Point-per-instance localization data:
_ _ _
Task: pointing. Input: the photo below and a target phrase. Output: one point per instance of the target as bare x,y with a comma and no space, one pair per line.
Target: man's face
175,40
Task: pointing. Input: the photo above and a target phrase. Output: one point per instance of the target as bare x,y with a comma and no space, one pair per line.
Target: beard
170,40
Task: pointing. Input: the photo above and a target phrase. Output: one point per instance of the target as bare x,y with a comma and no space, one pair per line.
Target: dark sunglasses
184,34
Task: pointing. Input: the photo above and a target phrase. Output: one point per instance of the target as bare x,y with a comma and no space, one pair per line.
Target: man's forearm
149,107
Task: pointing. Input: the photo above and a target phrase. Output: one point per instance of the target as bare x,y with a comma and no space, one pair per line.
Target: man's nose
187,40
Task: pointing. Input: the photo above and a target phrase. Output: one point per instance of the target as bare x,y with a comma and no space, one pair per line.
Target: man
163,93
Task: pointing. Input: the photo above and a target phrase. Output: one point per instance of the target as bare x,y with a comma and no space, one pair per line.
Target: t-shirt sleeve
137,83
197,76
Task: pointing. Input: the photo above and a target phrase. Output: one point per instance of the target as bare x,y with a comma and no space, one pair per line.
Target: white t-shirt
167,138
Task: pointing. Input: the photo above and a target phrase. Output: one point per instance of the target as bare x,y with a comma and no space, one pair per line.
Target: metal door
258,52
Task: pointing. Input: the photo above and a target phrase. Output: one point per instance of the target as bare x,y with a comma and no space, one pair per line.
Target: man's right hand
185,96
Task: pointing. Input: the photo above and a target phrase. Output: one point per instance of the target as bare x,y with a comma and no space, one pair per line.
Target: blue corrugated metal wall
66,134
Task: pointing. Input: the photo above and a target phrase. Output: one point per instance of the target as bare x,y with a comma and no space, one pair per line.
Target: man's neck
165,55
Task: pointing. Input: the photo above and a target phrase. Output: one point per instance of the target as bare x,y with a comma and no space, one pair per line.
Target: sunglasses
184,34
_ _ _
Action item: The entries are to be duplicated exactly, with nothing changed.

Expected answer:
Task: pointing. Input: the photo below and a target phrase. Output: one point per instance of the target as bare x,y with a comma and no space, one pair per line.
Target: man's face
175,40
Task: pointing. Input: the photo above and a target phrase. Output: one point per instance of the target as bare x,y with a comma and no space, one pair per line.
Target: beard
170,40
Task: pointing. Input: the photo above and a target phrase. Output: one point per instance of the target as bare x,y with a comma and no space, one pair per line.
Target: dark sunglasses
184,34
Task: pointing. Input: the photo above and a target phrase. Output: one point per instance of the target as bare x,y with a comma and no space, one pair per line.
Target: man's forearm
149,107
Task: pointing. Input: the photo above and a target phrase. Output: one point per instance of the target as bare x,y with a comma and no space, one pair per line.
Target: man's nose
187,40
Task: pointing. Input: the photo above and a target phrase. Output: one point per instance of the target as bare x,y with a comma and no space, one pair per line.
Target: man
163,93
Task: pointing. Input: the photo above and a target phrase. Output: one point per instance of the target as bare x,y with a comma and no space, one pair per line.
Target: t-shirt sleeve
137,83
197,76
Task: pointing. Input: the photo above and a target phrase. Output: one point per instance of the target as bare x,y with a comma and no space, one pair per line.
Target: white t-shirt
167,138
Task: pointing. Input: the photo above and a target phrase. Output: one point per instance of the target as bare x,y with a comma and no space, one pair per line.
Target: metal door
258,52
Task: pointing. Input: the photo above and a target phrase. Output: one point per instance of the target as bare x,y with a comma and no space, one pair per line.
Target: man's right hand
185,96
Task: pointing. Input: the photo above and a target phrase. Output: one point per instance of the target as bare x,y with a comma and no space, one pair per line.
Target: blue corrugated metal wall
66,134
Task: pointing. Input: the photo above and a target phrase. Output: one point per instance of the target as bare x,y with a comma and no space, one pair per line.
Target: man's neck
165,55
Task: pointing. Input: the photo above and a target phrase. Output: one point per instance of the target as bare x,y with a comma and no space, one pair per line.
Target: sunglasses
184,34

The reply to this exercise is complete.